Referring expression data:
****

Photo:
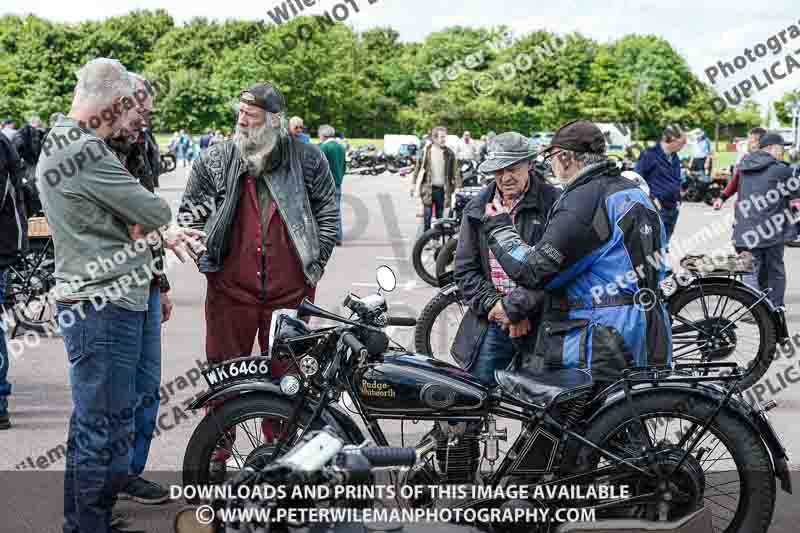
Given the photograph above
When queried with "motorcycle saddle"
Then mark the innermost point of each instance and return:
(543, 387)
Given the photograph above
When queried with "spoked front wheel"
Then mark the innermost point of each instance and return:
(426, 251)
(723, 323)
(728, 471)
(241, 431)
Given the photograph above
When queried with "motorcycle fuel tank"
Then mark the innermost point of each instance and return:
(417, 385)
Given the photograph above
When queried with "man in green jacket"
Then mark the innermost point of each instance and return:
(335, 154)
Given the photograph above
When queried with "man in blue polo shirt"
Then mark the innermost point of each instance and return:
(660, 166)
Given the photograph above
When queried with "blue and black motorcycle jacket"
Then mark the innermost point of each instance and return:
(601, 261)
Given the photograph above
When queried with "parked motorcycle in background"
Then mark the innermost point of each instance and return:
(676, 438)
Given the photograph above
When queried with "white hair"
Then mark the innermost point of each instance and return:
(101, 80)
(138, 79)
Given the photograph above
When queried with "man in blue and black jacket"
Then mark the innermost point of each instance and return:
(596, 261)
(660, 166)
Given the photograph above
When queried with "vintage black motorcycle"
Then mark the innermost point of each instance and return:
(679, 440)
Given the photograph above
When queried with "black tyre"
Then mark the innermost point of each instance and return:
(438, 324)
(723, 322)
(729, 471)
(28, 290)
(447, 258)
(168, 163)
(692, 194)
(712, 195)
(426, 251)
(241, 417)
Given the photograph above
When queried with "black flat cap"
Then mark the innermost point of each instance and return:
(771, 138)
(579, 136)
(265, 96)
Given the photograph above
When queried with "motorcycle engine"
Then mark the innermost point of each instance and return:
(457, 452)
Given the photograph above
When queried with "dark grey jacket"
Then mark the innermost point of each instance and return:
(301, 186)
(761, 213)
(473, 274)
(13, 224)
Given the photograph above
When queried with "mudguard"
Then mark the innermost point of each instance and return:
(708, 391)
(777, 314)
(332, 415)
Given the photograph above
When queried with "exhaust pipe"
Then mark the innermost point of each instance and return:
(697, 522)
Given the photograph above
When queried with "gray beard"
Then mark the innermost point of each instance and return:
(256, 144)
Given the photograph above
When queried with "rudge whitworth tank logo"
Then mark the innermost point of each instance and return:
(376, 389)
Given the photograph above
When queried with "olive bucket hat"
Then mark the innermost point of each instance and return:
(505, 150)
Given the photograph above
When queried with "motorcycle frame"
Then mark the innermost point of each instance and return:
(535, 418)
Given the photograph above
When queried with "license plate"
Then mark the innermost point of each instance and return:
(237, 369)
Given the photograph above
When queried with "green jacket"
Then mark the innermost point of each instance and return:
(452, 180)
(90, 199)
(335, 154)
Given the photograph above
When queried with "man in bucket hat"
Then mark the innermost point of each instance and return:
(498, 310)
(601, 309)
(271, 233)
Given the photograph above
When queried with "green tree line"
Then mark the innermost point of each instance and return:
(365, 84)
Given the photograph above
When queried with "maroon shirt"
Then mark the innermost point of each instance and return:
(252, 275)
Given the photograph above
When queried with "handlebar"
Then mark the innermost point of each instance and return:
(350, 340)
(401, 321)
(382, 457)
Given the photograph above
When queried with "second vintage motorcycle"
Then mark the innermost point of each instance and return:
(683, 443)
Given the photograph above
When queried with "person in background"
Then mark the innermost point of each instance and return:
(436, 177)
(271, 234)
(297, 129)
(138, 152)
(660, 167)
(702, 156)
(335, 154)
(28, 143)
(753, 142)
(13, 235)
(184, 147)
(173, 143)
(763, 231)
(9, 128)
(467, 149)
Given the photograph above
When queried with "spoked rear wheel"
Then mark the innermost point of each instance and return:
(728, 471)
(438, 324)
(447, 258)
(723, 323)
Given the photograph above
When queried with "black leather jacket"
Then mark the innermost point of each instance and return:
(473, 274)
(301, 186)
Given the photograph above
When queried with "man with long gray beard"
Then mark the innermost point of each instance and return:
(272, 232)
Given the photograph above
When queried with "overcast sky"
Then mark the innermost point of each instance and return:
(704, 32)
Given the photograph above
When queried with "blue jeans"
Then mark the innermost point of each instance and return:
(437, 202)
(669, 217)
(5, 360)
(496, 353)
(148, 381)
(339, 235)
(104, 348)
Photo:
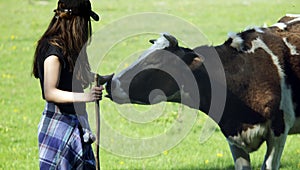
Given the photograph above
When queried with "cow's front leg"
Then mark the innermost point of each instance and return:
(241, 158)
(275, 146)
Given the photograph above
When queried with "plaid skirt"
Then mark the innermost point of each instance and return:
(61, 143)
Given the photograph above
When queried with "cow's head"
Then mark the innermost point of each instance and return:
(158, 75)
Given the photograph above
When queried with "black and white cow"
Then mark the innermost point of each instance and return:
(262, 70)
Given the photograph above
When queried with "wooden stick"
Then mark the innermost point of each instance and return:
(97, 111)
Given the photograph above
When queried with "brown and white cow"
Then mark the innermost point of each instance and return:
(262, 70)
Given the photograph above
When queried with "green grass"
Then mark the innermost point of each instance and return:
(23, 22)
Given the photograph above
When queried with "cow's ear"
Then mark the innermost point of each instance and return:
(193, 60)
(152, 41)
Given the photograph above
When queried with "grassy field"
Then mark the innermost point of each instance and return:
(23, 22)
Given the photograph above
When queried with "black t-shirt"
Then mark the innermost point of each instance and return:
(66, 80)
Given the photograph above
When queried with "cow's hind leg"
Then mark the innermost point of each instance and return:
(275, 146)
(241, 158)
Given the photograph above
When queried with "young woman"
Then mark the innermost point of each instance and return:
(61, 64)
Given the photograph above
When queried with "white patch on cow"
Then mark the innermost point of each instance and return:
(257, 29)
(293, 21)
(237, 41)
(286, 103)
(118, 91)
(249, 139)
(275, 146)
(296, 128)
(159, 44)
(157, 96)
(293, 49)
(280, 25)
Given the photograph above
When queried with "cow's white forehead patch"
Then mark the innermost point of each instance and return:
(159, 44)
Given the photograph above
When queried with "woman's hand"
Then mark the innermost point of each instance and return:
(95, 94)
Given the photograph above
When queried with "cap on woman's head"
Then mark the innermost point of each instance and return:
(78, 8)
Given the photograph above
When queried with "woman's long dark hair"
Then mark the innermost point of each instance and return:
(70, 33)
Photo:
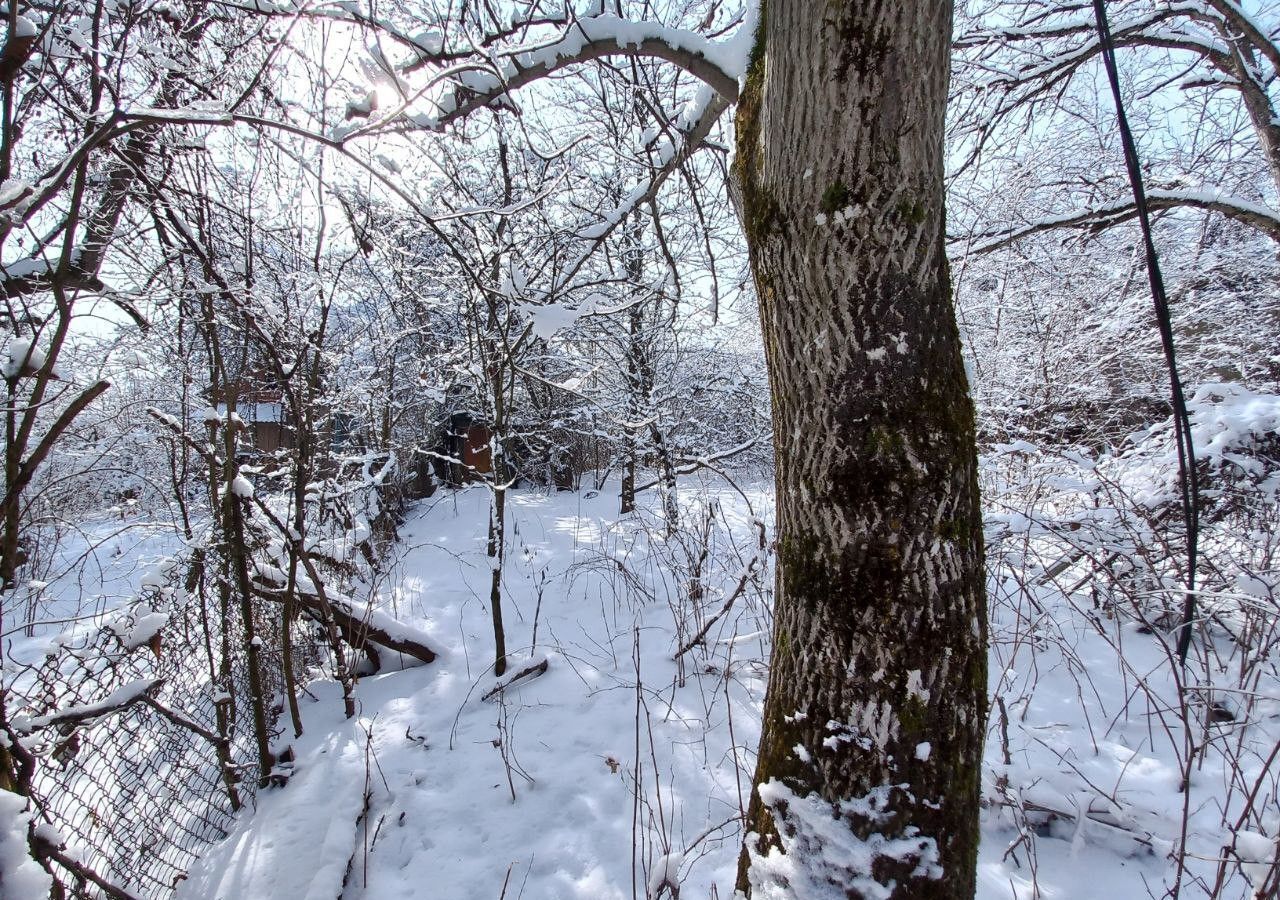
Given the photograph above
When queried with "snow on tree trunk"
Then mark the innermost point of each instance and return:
(868, 775)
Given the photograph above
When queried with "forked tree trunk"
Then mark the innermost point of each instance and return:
(869, 761)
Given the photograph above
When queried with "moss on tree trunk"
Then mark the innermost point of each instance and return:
(877, 694)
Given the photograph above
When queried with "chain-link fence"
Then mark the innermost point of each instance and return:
(135, 741)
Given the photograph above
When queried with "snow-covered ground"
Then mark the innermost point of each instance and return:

****

The reply should hold every entry above, given again exactly, but not a single picture.

ANSWER SECTION:
Photo:
Given the photograph above
When queried with "motorcycle saddle"
Then mark the innermost point of each instance and return:
(543, 387)
Given the photograph above
When queried with "spoked front wheel"
Then mark the innermost point of each instance and return:
(426, 251)
(723, 323)
(728, 471)
(241, 431)
Given the photograph above
When queried with "motorcycle fuel tank"
Then mark the innermost point of each instance and return:
(417, 385)
Given the photograph above
When queried with "man in green jacket"
Then mark the innermost point of each instance and return:
(335, 154)
Given the photograph above
When queried with "man in blue polo shirt"
Then mark the innermost point of each instance and return:
(660, 166)
Given the photograph above
When queried with "blue and black motorcycle jacket"
Then mark the innermost point of each instance and return:
(601, 261)
Given the photograph above
When queried with "parked motorcycle in background"
Then mark the innermost point of each instance and return:
(676, 438)
Given the photograph above
When queried with "white hair"
Then mark the innermost point of each instance and return:
(101, 80)
(138, 79)
Given the photograph above
When queried with "man in blue and black jacket"
Then mark the innermost point of each instance and return:
(596, 261)
(660, 166)
Given the photograph above
When queried with "vintage black motorcycle"
Then mark the innermost point of each instance and return:
(679, 440)
Given the photograph above
When queried with "black tyre"
Then mark the innermost point of each instance and return:
(438, 324)
(723, 322)
(729, 471)
(28, 290)
(447, 258)
(168, 163)
(692, 194)
(712, 195)
(426, 251)
(241, 417)
Given the photograph above
When queried with "black flat cap"
Then mark the innermost point of each instance and return:
(771, 138)
(579, 136)
(265, 96)
Given the photograph above
When queried with "motorcycle engine"
Then mark the innermost point of each instance and return:
(457, 452)
Given the photograph above
When queried with "dark grey jacket"
Then mark the innermost point of each instance and return:
(301, 186)
(761, 213)
(473, 274)
(13, 224)
Given the photograph above
When queried with "mudguard"
Then mark the innermost point of each instance and return:
(708, 391)
(777, 314)
(332, 415)
Given the photograph above
When queried with "exhaust pipe"
Then mark the innermost point of each instance and return:
(697, 522)
Given the photograph above
When queried with "gray beard"
Then mark the innermost point of each instance and return:
(256, 144)
Given the photograph above
When queried with "rudge whitworth tank logo"
Then mark the innermost point of each instance and return:
(376, 389)
Given the photograph above
When queried with "olive bucket hat"
Then mark the innermost point of each instance and return:
(505, 150)
Given the photograph above
When queried with "motorcycle frame"
Then mark the innermost point of each instance and return:
(535, 418)
Given the photograph above
When queried with "license plate"
Then mark the innermost point of each instance and return:
(237, 369)
Given the photograph above
When queried with "green jacket"
Then mark the innermost point of each instance and return:
(452, 180)
(90, 199)
(335, 154)
Given the photograph above
When queried with "man in bucket hat"
Then mark the innermost point of each instance and return:
(498, 310)
(601, 309)
(271, 233)
Given the photograph above
When queried with "green tree line"
Then mark the innermost point of each instance and return:
(365, 84)
Given the photograph above
When queried with "maroon shirt"
Then mark the innermost point of each instance and return:
(252, 275)
Given the photograph above
When queried with "handlebar"
Then mark the innermost point of each instance and return:
(350, 340)
(401, 321)
(382, 457)
Given the photograph above
When queried with "second vintage motorcycle"
Then mark the innermost point of each instance and return:
(683, 443)
Given the photograph above
When queried with "person in background"
Then mark the innermost point of each instance and return:
(436, 177)
(271, 234)
(297, 129)
(138, 152)
(660, 167)
(702, 156)
(335, 154)
(28, 143)
(753, 142)
(13, 235)
(184, 147)
(173, 143)
(763, 231)
(9, 128)
(467, 149)
Given the photograph above
When queried with "spoked rear wheel"
Then mark the innermost point of each instance and return:
(728, 471)
(438, 324)
(447, 258)
(723, 323)
Given the photograph above
When queried with "black leather jacket"
Then mark the innermost point of each instance and return:
(473, 274)
(301, 186)
Given the photograph above
When queried with "man with long gray beard"
Then mark the innermost point of each instance and return:
(272, 232)
Given the photograph above
When queried with "overcast sky"
Then mark the innermost point of each instance and return:
(704, 32)
Given the photograph above
When queried with "blue jeans"
Then mark the innermost point of each instance and return:
(437, 202)
(669, 217)
(5, 360)
(496, 353)
(148, 381)
(339, 235)
(104, 348)
Photo:
Given the photograph above
When queried with "cow's front leg"
Then mark the innermost point of each instance and return:
(241, 158)
(275, 146)
Given the photograph above
When queried with "plaid skirt"
Then mark the innermost point of each instance and return:
(61, 143)
Given the photograph above
When queried with "cow's head"
Then mark the innermost point of each instance and return:
(158, 75)
Given the photograph above
When queried with "black and white cow"
Then mark the innermost point of each instance and return:
(262, 70)
Given the photograph above
When queried with "wooden stick"
Then mark the innermost point of each instance and return:
(97, 111)
Given the photograph above
When queried with "brown and white cow"
Then mark the innermost point of each instance and return:
(262, 70)
Given the photograph above
When queried with "green grass"
Then mark the innermost point of each instance and return:
(23, 22)
Given the photograph above
When queried with "cow's ear"
Then mark the innermost point of each instance and return:
(193, 60)
(152, 41)
Given the photograph above
When queried with "grassy field"
Then mark the innermost point of each instance and return:
(23, 22)
Given the photograph above
When queried with "black t-shirt"
Then mark the innermost point of each instance and return:
(66, 80)
Given the photograph above
When queried with "cow's hind leg"
Then mark the innermost point of each instance and return:
(275, 146)
(241, 158)
Given the photograph above
When queried with "young woman"
Then mark the innermost point of each instance and return:
(61, 64)
Given the photograph above
When queried with "white patch on cow"
Then mark the innermost point of each instance and return:
(257, 29)
(293, 21)
(237, 41)
(286, 103)
(118, 91)
(249, 139)
(275, 146)
(296, 128)
(159, 44)
(157, 96)
(293, 49)
(280, 25)
Given the photograph above
When queried with "cow's white forehead patch"
Then mark the innermost point of each instance and return:
(159, 44)
Given the photograph above
When queried with "woman's hand"
Then mark the innermost point of each instance and return:
(95, 94)
Given the photograph above
When queried with "cap on woman's head"
Then mark the innermost point of each instance and return:
(78, 8)
Given the photograph above
When queried with "woman's long dark hair"
Then mark the innermost point of each instance and return:
(70, 33)
Photo:
Given the photograph above
When queried with "snow on tree trunk"
Then mark the innermost point of each instance and return:
(868, 775)
Given the photograph above
When queried with "forked tree trunk"
Then mark the innermost point of each instance and return:
(869, 761)
Given the photograph above
When queried with "moss on tree trunk"
Then mark the innermost point of each instance and return:
(877, 694)
Given the photograph above
When queried with "chain-link fence"
Then mark the innermost point of each instance and return:
(135, 741)
Given the photograph above
When queried with "snow-covered ground"
Then mark the innermost point of each instance and return:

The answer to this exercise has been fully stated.